Work to complete: Please rewrite the part of the data that opens with the line containing "In this exercise you will indicate the man's arm" and closes at the end of the data, substituting "marker" for every "dot" and leaving everything else unchanged.

(Object point labels)

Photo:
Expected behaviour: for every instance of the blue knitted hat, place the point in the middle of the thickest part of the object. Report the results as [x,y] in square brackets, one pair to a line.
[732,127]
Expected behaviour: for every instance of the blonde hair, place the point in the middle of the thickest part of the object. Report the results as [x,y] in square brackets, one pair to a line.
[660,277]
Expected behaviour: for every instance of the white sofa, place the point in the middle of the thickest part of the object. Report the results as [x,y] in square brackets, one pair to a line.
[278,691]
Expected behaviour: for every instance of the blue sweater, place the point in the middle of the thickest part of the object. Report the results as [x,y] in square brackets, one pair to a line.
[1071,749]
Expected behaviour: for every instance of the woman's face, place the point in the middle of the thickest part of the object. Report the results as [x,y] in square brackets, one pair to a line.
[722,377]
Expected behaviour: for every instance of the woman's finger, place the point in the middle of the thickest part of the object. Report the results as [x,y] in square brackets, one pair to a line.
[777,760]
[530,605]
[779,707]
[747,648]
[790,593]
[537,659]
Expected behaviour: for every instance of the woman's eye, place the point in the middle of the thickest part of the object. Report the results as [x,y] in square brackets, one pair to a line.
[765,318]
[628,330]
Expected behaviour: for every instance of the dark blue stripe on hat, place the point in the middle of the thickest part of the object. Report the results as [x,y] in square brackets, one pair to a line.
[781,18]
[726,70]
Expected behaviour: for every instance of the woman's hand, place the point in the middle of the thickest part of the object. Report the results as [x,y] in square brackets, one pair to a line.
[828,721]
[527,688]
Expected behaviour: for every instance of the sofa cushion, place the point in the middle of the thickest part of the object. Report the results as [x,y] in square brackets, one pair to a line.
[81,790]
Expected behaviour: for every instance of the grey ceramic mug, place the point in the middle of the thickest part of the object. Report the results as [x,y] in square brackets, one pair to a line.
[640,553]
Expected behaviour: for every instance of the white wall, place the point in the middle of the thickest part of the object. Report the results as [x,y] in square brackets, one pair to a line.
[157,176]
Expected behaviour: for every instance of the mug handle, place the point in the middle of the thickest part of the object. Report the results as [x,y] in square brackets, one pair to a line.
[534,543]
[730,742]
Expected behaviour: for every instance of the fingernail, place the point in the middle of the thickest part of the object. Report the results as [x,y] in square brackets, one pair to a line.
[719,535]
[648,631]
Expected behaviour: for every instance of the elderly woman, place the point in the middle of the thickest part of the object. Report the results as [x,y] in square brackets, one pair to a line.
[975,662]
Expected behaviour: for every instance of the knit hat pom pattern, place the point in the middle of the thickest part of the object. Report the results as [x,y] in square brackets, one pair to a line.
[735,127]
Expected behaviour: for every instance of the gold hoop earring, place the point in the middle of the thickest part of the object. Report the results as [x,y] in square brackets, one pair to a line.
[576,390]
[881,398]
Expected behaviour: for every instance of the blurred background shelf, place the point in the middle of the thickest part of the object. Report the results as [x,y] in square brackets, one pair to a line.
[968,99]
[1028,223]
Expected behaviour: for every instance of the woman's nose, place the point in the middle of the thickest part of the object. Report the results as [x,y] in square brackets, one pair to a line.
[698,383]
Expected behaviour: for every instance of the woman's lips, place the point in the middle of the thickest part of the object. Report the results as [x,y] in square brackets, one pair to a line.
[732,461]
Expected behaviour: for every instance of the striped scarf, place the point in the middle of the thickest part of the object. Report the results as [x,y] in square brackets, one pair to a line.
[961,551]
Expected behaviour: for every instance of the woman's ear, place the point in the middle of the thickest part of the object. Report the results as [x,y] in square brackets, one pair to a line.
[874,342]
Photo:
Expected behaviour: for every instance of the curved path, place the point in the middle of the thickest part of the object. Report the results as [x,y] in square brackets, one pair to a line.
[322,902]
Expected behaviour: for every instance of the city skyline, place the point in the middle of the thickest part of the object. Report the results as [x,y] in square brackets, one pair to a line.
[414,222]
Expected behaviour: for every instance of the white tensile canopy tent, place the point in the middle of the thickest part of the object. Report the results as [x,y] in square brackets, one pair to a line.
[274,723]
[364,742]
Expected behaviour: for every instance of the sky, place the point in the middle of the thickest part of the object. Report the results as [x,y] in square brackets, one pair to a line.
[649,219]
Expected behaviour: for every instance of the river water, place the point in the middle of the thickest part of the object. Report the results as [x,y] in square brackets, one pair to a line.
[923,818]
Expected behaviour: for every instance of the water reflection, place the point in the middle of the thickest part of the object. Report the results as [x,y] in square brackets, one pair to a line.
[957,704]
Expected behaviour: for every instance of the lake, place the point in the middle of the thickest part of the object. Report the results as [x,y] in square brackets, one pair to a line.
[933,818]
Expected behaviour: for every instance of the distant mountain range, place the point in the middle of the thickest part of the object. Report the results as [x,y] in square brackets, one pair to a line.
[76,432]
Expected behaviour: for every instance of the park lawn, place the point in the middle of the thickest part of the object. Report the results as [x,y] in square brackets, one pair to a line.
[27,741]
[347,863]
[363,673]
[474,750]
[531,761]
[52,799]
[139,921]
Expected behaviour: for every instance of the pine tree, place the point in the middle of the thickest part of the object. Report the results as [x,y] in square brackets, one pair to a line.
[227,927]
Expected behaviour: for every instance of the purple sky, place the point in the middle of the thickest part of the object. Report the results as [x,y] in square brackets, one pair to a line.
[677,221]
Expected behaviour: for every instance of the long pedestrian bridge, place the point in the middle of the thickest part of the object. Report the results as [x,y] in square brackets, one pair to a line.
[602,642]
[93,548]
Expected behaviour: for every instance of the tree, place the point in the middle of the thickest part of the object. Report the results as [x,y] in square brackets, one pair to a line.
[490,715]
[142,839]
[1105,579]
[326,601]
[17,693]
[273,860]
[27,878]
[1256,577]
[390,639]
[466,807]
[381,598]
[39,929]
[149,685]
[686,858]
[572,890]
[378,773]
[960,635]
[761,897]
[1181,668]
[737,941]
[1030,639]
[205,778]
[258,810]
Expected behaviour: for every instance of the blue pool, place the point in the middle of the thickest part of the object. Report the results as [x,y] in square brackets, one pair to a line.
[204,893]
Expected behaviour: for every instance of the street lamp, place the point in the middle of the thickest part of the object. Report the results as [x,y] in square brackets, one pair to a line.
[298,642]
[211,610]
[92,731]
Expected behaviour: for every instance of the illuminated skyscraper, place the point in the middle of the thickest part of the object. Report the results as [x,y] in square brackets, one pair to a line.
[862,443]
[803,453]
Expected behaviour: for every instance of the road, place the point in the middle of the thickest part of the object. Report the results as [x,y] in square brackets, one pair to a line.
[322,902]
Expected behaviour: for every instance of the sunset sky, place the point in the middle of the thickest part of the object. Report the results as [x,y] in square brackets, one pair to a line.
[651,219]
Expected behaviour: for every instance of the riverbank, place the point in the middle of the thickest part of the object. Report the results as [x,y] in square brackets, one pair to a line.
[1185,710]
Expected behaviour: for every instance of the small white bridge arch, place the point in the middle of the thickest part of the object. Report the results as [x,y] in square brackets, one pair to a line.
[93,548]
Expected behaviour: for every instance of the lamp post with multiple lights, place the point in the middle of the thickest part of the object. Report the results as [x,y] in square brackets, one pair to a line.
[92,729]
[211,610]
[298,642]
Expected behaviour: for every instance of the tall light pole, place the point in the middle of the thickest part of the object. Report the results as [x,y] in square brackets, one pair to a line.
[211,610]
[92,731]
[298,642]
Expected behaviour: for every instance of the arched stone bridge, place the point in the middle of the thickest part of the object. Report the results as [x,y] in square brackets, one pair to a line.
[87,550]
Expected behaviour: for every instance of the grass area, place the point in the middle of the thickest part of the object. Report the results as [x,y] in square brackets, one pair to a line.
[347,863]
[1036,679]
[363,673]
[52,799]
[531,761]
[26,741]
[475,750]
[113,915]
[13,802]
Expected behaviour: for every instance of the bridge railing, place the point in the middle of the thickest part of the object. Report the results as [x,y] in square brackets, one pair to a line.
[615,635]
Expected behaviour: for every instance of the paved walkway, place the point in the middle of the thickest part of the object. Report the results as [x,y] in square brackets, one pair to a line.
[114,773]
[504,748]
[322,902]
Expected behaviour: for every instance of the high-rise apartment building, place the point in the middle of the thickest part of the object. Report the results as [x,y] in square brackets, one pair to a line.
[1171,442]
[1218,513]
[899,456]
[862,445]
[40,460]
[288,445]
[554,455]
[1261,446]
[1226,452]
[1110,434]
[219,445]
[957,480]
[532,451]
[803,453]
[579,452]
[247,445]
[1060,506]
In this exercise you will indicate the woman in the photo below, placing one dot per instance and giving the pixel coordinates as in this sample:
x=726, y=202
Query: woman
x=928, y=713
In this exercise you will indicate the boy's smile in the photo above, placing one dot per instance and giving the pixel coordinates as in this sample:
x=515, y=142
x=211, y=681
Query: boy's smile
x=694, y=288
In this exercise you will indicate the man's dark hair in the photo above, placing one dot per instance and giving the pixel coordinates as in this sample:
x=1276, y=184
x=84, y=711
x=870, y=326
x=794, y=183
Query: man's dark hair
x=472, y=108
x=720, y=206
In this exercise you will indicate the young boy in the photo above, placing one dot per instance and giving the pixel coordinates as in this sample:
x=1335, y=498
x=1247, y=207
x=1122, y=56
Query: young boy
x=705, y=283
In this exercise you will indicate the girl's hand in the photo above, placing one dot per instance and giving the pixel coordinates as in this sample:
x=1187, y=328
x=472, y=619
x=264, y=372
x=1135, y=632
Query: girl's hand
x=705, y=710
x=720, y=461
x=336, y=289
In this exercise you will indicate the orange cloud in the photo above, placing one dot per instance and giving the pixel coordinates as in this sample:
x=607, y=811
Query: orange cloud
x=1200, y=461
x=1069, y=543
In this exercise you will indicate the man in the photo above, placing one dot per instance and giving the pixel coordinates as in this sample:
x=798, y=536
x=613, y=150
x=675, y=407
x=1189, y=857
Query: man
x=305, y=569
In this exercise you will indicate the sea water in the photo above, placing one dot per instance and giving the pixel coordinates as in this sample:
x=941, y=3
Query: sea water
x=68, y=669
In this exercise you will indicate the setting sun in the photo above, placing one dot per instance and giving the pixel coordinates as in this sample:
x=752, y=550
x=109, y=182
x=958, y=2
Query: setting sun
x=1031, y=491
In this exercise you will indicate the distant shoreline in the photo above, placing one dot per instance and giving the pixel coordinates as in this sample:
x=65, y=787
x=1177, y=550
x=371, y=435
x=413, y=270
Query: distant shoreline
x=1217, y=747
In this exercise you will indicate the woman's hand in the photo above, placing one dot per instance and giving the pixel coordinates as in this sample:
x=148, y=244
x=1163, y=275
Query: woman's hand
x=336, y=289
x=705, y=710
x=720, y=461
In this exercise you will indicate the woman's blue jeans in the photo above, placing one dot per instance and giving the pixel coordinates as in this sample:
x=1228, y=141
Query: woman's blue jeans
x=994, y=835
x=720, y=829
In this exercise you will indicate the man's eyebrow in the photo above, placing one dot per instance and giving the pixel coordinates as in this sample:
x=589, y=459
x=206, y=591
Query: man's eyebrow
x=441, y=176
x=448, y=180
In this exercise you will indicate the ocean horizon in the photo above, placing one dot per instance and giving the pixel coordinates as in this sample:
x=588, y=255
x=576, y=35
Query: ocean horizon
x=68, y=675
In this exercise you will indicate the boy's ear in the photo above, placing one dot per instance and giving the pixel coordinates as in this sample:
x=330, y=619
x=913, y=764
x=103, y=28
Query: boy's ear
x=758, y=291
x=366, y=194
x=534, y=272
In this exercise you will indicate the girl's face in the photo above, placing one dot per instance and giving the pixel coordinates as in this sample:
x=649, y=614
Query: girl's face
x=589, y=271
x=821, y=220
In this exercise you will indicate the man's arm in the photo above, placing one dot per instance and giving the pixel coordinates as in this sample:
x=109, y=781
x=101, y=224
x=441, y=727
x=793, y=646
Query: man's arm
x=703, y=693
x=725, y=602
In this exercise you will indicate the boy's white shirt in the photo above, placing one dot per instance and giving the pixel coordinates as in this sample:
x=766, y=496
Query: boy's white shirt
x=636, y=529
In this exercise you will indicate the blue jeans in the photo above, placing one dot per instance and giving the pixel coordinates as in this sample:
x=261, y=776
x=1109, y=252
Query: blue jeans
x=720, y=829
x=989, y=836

Solution for this task:
In this exercise you will indicate the man's arm in the photo above, placing one marker per instance and giving the pixel coordinates as in this sample:
x=109, y=781
x=101, y=224
x=441, y=727
x=793, y=646
Query: man's arm
x=703, y=693
x=725, y=602
In this exercise you will indicate the boy's white shirt in the photo above, placing one marker per instance and giving the pixel coordinates as in this sample:
x=766, y=496
Query: boy's white shirt
x=636, y=529
In this exercise you will indicate the blue jeans in the photo above, placing one marker per instance and giving the pixel coordinates as in this sample:
x=261, y=776
x=1109, y=252
Query: blue jeans
x=720, y=829
x=989, y=836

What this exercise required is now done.